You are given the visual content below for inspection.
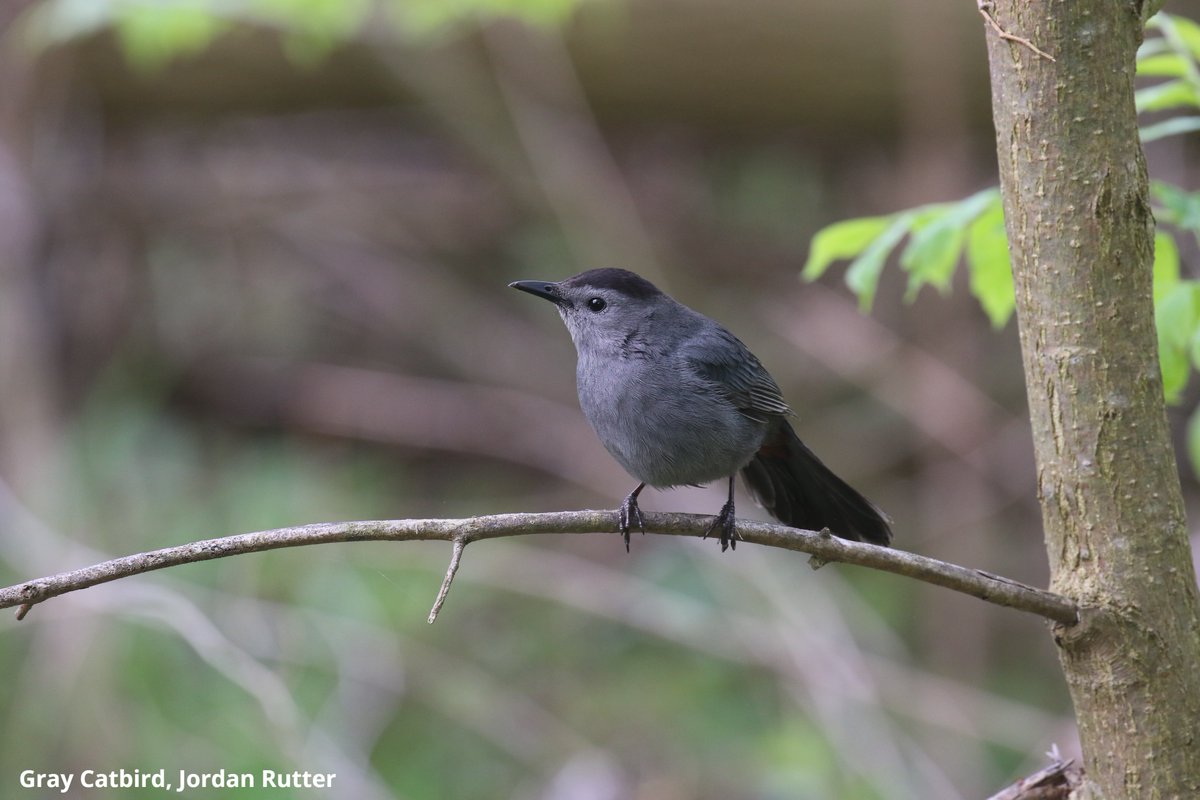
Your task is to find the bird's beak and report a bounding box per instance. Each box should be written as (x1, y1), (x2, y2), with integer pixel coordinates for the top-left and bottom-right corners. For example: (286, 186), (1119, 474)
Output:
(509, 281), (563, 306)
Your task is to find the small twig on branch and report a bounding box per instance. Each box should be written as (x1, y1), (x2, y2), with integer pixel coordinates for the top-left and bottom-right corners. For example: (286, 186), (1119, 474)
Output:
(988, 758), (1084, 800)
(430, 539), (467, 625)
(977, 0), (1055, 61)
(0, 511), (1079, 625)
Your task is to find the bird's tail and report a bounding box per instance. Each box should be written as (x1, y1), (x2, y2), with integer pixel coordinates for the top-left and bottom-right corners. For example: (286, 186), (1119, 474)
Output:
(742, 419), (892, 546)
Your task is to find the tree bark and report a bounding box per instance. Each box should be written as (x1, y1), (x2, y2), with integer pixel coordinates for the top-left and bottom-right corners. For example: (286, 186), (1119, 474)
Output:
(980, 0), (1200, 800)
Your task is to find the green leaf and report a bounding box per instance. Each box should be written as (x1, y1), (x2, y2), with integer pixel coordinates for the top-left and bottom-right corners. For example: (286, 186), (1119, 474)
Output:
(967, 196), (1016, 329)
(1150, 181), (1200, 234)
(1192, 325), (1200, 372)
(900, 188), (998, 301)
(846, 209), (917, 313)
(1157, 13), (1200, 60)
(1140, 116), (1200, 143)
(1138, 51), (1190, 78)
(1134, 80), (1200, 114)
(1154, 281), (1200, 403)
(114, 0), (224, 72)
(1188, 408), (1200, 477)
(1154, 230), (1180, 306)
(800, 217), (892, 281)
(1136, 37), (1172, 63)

-----

◆ **What is required**
Write out all of the material above word for word, leaving out the pictures.

◆ **Written reply**
You are given the visual content below for inspection.
Your task is to find the bird's beak and report a bounding box per instance. Each box should be written as (x1, y1), (x2, y2), with integer pixel coordinates for the top-left and bottom-right corners. For example: (286, 186), (1119, 474)
Output:
(509, 281), (563, 306)
Your task is to find the small twig on branch and report a bounding box per instance. Each box should be written as (x1, y1), (x2, y2), with integer pixel coordinates for the top-left and bottom-right corners. For example: (286, 186), (1119, 474)
Output:
(988, 758), (1084, 800)
(430, 539), (467, 625)
(977, 0), (1055, 61)
(0, 511), (1079, 625)
Your task is to find the bird's tail and report a bounding box per instance. Each box should be written as (x1, y1), (x2, y2), with integer pixel coordinates for the top-left and bottom-right corners. For example: (286, 186), (1119, 474)
Output:
(742, 419), (892, 546)
Your task is to find the tree bark and report a bounding box per instance. Each box should be written as (x1, y1), (x2, y2), with integer pixel coordinates for the top-left and bottom-right corners. For example: (286, 186), (1119, 474)
Output:
(980, 0), (1200, 800)
Your task is to find the green leaf and report a bounding box per instance. Each box should be written as (x1, y1), (x2, y2), with integer pixel coordinates for the top-left and bottom-right corners. For example: (286, 186), (1119, 474)
Output:
(967, 196), (1016, 329)
(1150, 181), (1200, 234)
(1192, 325), (1200, 372)
(900, 188), (998, 301)
(846, 209), (917, 313)
(1157, 13), (1200, 60)
(1140, 116), (1200, 143)
(1138, 51), (1190, 78)
(1134, 80), (1200, 114)
(1154, 281), (1200, 403)
(114, 0), (224, 72)
(1188, 408), (1200, 477)
(1154, 230), (1180, 306)
(800, 217), (892, 281)
(1136, 37), (1172, 63)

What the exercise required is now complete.